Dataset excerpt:
○ ○ ○ ○ ○ ○ ○

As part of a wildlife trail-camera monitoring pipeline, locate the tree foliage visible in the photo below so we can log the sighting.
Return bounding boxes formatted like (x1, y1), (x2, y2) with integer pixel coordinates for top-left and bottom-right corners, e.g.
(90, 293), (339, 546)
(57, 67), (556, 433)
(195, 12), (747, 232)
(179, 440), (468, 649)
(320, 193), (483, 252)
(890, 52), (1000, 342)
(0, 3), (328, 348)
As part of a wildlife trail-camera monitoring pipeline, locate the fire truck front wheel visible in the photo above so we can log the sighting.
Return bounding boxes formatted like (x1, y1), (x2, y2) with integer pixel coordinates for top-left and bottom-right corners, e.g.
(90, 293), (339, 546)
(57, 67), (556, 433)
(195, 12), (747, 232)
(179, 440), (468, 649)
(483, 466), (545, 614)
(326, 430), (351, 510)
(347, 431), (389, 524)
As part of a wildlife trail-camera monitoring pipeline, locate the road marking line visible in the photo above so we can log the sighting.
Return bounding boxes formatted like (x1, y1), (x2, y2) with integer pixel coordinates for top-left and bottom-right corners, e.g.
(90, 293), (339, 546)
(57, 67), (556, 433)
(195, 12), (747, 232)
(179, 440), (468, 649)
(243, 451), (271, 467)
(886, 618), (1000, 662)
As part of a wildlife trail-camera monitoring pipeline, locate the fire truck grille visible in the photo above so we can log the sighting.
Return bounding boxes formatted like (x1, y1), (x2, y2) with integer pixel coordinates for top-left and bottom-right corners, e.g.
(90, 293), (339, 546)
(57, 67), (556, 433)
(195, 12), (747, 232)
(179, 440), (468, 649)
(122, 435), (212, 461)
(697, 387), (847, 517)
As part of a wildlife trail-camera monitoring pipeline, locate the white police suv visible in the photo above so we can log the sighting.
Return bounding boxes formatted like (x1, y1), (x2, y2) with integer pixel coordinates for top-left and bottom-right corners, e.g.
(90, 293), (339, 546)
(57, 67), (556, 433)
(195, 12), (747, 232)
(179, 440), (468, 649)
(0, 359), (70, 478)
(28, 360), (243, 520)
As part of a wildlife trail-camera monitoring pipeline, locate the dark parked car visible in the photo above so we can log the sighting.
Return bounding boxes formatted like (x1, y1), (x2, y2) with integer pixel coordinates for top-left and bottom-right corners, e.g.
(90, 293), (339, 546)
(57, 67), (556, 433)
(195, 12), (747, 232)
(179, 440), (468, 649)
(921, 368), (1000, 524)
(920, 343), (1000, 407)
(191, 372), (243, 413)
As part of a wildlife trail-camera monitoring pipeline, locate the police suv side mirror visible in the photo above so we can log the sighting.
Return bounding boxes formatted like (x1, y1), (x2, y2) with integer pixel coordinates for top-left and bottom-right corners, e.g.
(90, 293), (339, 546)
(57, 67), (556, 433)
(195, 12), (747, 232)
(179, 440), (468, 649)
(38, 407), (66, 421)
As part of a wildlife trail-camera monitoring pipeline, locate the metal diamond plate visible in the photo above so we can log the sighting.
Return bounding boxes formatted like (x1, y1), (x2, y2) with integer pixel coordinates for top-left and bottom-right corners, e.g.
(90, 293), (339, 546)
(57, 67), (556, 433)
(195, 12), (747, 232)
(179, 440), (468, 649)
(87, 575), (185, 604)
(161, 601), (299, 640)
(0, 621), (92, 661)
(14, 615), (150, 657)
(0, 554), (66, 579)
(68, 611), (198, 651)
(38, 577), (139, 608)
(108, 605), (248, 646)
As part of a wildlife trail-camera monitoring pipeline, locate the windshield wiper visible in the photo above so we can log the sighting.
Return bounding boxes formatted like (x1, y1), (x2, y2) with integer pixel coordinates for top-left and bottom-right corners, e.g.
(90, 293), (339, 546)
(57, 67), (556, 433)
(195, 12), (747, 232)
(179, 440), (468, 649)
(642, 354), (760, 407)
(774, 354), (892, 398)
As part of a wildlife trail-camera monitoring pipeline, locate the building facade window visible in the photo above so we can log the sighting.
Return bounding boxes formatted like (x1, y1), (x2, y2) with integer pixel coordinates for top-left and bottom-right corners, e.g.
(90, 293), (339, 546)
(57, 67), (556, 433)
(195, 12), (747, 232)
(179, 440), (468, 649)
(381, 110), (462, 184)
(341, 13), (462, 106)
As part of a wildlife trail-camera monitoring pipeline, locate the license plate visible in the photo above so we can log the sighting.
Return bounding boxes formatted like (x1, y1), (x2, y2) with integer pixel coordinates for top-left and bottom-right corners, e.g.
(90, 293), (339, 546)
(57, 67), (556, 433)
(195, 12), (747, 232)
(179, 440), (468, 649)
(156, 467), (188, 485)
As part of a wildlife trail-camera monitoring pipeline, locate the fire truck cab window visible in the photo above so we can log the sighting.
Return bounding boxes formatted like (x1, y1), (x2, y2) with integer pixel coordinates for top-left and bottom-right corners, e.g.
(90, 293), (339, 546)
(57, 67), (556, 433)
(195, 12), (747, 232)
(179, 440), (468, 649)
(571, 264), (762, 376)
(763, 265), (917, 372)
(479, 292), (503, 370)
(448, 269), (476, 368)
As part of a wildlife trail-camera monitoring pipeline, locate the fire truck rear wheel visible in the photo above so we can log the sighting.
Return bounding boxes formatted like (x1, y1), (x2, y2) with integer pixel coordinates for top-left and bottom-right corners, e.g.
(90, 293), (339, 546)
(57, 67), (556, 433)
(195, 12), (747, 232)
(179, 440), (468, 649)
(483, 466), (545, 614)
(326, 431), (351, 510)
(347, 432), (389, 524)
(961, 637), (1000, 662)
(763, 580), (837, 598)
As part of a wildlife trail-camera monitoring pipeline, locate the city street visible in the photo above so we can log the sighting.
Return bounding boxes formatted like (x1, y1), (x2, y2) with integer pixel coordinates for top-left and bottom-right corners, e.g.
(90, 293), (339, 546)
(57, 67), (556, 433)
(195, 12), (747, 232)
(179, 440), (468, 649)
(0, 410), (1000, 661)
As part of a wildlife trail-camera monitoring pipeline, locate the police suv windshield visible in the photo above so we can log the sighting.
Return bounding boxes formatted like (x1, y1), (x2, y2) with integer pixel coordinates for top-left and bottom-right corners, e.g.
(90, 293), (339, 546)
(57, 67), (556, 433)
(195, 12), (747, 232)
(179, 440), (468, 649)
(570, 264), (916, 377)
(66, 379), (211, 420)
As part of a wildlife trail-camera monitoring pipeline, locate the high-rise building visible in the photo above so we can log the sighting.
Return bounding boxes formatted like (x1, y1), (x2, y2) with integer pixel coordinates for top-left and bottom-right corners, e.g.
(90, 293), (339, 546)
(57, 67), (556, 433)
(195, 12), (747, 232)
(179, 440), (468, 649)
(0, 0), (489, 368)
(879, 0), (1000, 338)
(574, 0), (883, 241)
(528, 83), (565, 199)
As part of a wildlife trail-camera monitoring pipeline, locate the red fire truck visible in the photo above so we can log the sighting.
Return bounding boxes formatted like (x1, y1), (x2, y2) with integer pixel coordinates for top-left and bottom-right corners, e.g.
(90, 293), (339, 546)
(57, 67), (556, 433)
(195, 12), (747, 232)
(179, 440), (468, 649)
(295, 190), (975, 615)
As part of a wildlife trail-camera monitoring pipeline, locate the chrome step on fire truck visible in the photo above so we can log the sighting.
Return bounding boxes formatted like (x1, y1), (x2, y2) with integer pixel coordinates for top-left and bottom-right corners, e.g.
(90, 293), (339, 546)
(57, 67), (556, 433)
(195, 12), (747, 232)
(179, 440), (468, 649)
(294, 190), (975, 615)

○ ○ ○ ○ ○ ○ ○

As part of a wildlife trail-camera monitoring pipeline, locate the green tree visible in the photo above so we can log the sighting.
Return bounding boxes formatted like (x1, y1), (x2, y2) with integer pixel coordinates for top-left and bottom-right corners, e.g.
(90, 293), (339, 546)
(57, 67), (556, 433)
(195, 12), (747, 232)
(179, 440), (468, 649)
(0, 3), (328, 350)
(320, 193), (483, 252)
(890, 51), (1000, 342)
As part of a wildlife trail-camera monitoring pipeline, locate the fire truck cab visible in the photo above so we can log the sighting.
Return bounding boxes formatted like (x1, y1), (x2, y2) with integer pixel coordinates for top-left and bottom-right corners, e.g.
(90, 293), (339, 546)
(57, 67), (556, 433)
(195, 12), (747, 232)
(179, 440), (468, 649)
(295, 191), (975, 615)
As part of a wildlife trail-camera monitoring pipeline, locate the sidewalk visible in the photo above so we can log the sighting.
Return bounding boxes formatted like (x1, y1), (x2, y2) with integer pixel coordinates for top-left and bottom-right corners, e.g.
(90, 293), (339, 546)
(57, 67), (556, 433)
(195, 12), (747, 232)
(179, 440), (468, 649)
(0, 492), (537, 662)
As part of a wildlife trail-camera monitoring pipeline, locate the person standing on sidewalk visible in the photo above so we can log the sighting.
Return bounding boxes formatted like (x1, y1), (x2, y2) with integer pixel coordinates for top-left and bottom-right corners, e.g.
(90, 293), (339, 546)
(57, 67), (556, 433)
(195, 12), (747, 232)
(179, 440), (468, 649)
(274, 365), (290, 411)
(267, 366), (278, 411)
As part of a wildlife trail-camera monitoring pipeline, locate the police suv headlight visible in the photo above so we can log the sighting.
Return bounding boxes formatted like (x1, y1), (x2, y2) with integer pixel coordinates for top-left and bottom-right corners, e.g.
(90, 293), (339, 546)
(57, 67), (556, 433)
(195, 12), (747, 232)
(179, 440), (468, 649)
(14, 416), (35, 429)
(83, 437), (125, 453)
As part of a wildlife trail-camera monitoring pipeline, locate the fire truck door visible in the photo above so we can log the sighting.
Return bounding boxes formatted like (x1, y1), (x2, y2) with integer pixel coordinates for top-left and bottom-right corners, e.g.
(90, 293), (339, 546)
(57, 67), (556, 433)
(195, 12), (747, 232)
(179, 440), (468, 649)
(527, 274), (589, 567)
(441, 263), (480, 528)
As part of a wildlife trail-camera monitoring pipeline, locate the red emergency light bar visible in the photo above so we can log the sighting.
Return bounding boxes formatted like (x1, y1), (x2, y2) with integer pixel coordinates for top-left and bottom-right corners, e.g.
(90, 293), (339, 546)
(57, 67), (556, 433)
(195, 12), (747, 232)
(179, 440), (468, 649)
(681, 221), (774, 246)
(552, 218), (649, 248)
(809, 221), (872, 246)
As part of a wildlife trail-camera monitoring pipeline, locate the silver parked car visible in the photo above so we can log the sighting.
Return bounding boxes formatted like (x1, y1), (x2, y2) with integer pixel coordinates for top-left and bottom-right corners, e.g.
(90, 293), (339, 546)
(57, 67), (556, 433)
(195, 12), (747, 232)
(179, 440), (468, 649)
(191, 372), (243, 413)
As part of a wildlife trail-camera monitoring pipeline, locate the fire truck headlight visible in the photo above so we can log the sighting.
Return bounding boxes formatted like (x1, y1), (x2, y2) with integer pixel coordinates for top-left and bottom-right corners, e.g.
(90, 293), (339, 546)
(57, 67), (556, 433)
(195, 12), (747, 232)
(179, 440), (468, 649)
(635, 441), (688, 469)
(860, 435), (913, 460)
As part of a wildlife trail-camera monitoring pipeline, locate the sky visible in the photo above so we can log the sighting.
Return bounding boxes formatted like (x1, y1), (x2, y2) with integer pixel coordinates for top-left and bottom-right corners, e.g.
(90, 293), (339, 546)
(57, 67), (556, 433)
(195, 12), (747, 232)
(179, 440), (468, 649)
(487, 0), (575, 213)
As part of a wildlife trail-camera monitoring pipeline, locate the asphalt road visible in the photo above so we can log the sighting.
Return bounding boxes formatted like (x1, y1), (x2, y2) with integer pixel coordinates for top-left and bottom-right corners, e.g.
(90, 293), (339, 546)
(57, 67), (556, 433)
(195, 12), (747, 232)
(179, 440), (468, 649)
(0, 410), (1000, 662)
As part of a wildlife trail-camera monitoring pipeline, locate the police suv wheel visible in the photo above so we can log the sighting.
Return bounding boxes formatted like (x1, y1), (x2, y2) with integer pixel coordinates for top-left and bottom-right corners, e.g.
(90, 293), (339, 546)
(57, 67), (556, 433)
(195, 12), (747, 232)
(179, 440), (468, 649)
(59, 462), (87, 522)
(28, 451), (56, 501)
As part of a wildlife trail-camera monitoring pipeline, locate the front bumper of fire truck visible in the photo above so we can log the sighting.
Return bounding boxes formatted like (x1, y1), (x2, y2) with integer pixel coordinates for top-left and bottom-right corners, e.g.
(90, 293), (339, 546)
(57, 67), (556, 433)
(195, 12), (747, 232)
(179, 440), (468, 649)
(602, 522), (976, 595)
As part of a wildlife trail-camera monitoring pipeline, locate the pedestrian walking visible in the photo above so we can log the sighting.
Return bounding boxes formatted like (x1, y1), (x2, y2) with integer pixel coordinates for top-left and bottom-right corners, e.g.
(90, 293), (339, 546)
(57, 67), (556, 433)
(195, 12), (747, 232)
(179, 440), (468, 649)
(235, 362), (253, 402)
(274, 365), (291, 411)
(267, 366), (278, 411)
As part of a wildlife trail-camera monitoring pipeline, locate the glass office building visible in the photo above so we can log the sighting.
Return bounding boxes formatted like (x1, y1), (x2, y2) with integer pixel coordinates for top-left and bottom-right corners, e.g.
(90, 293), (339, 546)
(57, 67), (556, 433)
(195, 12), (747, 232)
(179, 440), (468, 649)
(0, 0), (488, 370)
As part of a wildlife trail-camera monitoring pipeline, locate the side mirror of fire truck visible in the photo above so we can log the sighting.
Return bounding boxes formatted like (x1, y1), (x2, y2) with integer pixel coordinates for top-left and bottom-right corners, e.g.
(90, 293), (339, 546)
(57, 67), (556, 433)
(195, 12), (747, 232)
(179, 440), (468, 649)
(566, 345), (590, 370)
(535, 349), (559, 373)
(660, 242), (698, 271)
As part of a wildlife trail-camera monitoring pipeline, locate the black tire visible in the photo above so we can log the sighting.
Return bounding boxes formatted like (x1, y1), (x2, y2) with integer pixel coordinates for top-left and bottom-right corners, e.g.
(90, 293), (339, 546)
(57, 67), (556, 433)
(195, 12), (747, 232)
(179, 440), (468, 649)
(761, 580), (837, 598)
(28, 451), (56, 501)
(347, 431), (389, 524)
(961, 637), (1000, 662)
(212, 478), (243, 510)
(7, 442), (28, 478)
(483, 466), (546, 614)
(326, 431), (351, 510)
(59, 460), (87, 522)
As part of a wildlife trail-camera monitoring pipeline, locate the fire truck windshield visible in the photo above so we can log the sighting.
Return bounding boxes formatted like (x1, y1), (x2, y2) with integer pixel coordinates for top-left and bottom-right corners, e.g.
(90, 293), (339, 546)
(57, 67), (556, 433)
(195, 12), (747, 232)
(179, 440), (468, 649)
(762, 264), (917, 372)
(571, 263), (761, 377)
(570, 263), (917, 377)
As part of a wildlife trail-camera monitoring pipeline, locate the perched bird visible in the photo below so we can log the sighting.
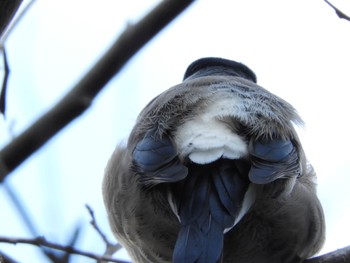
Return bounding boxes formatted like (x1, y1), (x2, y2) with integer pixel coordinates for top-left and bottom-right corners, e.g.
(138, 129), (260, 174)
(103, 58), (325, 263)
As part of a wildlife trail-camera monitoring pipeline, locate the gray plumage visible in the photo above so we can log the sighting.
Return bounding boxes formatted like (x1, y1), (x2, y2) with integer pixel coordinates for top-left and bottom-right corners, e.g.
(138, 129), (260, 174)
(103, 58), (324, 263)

○ ○ ○ ○ ○ ○ ○

### Aim
Reproduce verbatim the lines of the records that run from the line containing "locate the pedestrian" through the line containing "(0, 0), (488, 370)", including both of those lines.

### Solution below
As part of a wildlife trail-camera monitoring pipeline, locate the pedestrian walking visible in the photo above so we can log the sighting.
Return bounding boxes formatted like (x1, y1), (x2, y2) with integer pixel coordinates for top-left and bottom-right corners, e.g.
(90, 293), (339, 546)
(57, 67), (556, 433)
(195, 12), (747, 232)
(179, 440), (468, 649)
(235, 362), (253, 402)
(274, 365), (291, 411)
(267, 366), (278, 411)
As part of a wildlife trail-camera monitoring pipeline, locate the glass office building visible in the photo above so we can log the sighting.
Return bounding boxes formatted like (x1, y1), (x2, y2) with integer pixel coordinates for top-left and bottom-right corners, e.g.
(90, 293), (339, 546)
(57, 67), (556, 433)
(195, 12), (747, 232)
(179, 440), (468, 649)
(0, 0), (488, 370)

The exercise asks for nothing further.